-- SOURCE DOCUMENT --
>>>

Iterating over ts dataset using zarr driver does not parallelize #99

iNLyze · 2023-05-09T17:17:12Z

I am trying to wrap a TensorStore dataset in an iterator to do parallel computation on it. The data uses the zarr driver and reads from local file.

TensorStore({
'context': {
'cache_pool': {},
'data_copy_concurrency': {},
'file_io_concurrency': {},
},
'driver': 'zarr',
'dtype': 'float32',
'kvstore': {
'driver': 'file',
'path': '/path/to/file.zarr/',
},
'metadata': {
'chunks': [1, 100, 100, 4],
'compressor': {
'blocksize': 0,
'clevel': 5,
'cname': 'lz4',
'id': 'blosc',
'shuffle': 1,
},
'dimension_separator': '.',
'dtype': '<f4',
'fill_value': 0.0,
'filters': None,
'order': 'C',
'shape': [1134592, 100, 100, 4],
'zarr_format': 2,
},
'transform': {
'input_exclusive_max': [[1134592], [100], [100], [4]],
'input_inclusive_min': [0, 0, 0, 0],
},
})

<<<

-- ENTRIES SHOWN --
>>>

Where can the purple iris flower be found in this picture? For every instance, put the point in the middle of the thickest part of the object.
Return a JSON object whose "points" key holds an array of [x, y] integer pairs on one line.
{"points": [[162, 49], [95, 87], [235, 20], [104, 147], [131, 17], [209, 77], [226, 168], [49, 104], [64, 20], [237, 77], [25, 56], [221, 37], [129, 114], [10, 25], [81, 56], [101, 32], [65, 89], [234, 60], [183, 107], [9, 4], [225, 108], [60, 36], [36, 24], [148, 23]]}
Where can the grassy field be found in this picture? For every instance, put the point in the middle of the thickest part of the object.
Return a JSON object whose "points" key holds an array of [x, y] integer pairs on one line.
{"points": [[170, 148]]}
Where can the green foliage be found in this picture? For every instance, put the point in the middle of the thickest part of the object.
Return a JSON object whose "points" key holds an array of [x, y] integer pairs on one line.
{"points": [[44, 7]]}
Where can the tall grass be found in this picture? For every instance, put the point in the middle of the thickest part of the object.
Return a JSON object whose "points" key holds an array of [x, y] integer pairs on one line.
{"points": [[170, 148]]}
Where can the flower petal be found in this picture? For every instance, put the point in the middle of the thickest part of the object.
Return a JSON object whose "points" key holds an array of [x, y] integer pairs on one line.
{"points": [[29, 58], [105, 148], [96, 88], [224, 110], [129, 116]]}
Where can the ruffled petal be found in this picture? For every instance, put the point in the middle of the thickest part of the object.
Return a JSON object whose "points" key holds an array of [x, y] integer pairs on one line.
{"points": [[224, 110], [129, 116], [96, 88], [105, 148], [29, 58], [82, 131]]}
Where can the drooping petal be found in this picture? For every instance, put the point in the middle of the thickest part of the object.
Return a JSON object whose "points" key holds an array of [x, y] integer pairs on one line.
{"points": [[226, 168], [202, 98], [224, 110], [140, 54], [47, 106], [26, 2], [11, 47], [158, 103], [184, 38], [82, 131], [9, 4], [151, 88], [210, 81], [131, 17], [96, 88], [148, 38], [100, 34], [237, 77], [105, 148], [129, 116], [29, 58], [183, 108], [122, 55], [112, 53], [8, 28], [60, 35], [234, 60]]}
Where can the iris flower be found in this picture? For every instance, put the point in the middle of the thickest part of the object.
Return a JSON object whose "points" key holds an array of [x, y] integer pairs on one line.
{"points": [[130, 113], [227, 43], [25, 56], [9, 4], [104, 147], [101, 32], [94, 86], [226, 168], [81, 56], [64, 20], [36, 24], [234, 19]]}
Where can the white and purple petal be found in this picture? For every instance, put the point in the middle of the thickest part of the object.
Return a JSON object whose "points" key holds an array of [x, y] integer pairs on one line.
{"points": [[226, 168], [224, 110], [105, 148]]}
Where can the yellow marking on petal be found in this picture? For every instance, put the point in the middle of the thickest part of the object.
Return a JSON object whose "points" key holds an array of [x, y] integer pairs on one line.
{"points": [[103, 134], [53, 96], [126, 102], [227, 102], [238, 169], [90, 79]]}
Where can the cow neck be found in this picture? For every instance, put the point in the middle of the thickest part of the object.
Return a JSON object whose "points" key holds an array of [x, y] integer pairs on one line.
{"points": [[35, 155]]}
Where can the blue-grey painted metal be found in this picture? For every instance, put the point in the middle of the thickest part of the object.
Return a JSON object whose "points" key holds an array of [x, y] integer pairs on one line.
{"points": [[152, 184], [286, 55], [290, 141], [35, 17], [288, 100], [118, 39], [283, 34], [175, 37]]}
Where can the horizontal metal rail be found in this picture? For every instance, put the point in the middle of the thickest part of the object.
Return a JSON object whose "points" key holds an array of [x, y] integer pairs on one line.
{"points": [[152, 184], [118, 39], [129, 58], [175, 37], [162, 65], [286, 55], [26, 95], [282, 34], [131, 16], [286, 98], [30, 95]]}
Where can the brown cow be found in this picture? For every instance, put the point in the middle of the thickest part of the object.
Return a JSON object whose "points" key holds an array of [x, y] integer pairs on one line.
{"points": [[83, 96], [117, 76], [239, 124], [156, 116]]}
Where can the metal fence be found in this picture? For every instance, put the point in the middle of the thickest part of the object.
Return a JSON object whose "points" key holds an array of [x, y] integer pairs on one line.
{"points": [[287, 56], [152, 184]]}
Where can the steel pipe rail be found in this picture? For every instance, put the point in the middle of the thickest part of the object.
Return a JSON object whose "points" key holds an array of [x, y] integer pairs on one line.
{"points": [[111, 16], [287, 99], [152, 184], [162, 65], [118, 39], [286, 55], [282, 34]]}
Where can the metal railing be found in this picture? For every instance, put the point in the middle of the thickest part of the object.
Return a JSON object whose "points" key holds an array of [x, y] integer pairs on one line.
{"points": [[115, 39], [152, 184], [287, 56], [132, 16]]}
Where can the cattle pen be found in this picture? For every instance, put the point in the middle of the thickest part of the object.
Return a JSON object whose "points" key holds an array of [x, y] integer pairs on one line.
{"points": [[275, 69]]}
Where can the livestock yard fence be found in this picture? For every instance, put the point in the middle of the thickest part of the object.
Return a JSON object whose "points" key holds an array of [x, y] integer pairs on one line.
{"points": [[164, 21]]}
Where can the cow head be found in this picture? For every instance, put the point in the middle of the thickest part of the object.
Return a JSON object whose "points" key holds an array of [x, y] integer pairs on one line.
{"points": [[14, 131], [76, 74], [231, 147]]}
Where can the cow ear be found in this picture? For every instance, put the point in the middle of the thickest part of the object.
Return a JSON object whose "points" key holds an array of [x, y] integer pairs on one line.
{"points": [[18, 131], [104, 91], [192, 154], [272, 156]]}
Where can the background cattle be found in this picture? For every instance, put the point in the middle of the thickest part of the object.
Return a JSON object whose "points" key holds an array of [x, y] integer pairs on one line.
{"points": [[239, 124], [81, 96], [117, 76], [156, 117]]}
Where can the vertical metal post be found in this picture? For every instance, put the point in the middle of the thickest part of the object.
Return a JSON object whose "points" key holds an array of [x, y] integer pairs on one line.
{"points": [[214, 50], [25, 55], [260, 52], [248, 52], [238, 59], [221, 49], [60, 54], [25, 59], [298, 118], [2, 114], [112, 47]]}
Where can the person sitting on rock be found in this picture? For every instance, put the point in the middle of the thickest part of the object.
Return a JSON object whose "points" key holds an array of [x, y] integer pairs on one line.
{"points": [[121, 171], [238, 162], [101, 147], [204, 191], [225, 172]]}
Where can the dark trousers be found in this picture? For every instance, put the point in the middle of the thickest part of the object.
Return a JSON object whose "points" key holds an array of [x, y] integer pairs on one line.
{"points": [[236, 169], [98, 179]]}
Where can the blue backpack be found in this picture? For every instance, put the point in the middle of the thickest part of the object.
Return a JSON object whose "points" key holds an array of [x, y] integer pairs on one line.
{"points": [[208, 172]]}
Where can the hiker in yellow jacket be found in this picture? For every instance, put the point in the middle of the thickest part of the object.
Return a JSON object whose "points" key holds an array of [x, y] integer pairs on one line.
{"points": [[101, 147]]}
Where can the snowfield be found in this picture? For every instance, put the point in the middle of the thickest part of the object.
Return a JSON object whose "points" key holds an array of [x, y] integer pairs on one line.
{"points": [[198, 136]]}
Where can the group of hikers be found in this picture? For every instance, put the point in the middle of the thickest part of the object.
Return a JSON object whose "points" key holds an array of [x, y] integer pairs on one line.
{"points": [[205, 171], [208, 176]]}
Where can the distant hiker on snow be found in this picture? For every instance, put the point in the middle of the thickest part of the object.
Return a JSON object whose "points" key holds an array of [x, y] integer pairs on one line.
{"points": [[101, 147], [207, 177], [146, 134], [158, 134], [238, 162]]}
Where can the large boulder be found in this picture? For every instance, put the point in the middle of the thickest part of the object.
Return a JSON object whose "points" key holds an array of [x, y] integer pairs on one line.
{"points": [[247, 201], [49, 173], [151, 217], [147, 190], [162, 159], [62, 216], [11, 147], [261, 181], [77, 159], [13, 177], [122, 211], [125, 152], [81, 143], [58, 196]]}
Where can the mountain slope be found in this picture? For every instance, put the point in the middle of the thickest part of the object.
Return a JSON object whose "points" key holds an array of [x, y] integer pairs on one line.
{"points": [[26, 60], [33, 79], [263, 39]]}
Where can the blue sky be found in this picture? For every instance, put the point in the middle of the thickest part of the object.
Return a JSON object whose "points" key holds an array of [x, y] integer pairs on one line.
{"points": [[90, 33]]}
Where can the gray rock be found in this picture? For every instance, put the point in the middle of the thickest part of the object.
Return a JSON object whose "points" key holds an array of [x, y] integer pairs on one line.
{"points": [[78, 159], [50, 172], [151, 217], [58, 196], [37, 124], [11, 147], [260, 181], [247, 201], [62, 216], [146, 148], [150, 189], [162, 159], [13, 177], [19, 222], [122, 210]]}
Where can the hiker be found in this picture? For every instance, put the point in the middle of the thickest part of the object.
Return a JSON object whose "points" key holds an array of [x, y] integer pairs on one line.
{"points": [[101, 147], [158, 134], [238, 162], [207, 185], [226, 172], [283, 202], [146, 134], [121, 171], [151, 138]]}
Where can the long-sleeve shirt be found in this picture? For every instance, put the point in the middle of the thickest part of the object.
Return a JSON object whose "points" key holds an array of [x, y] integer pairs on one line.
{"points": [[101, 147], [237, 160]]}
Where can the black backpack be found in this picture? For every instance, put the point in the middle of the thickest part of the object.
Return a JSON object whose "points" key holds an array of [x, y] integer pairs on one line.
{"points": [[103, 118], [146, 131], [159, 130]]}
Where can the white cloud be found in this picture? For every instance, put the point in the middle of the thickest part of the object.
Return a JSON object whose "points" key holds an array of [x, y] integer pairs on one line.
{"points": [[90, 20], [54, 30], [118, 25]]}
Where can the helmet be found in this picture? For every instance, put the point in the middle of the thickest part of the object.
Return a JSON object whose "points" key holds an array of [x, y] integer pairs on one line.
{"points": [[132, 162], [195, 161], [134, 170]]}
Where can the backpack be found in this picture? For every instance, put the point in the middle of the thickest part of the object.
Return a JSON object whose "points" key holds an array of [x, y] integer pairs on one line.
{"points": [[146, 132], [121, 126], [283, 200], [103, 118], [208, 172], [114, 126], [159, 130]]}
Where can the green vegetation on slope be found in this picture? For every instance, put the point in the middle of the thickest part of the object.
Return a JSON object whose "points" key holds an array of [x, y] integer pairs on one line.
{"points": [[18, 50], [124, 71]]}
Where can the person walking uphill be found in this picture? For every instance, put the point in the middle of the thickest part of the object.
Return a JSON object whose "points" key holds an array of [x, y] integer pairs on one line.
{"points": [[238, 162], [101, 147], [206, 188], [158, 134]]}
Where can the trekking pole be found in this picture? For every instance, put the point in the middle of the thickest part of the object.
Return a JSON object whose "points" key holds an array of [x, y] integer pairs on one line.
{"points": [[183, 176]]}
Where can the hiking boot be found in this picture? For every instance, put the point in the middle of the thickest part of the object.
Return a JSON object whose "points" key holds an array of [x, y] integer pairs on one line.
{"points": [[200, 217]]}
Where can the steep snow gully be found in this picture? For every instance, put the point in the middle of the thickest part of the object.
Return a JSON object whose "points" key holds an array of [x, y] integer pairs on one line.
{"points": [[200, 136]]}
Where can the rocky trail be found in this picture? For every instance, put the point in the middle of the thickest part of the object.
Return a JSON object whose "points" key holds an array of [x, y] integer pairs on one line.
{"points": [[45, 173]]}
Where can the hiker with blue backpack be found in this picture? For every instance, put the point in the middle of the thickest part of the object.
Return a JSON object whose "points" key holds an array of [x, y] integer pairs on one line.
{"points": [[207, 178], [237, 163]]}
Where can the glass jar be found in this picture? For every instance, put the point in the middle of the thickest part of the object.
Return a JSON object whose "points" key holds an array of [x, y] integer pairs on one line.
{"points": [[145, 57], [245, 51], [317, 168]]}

<<<

-- REQUIREMENTS --
Transcribe the passage of the TensorStore issue verbatim, from "Iterating over ts" up to and including "from local file.".

-- EXPECTED ANSWER --
Iterating over ts dataset using zarr driver does not parallelize #99

iNLyze · 2023-05-09T17:17:12Z

I am trying to wrap a TensorStore dataset in an iterator to do parallel computation on it. The data uses the zarr driver and reads from local file.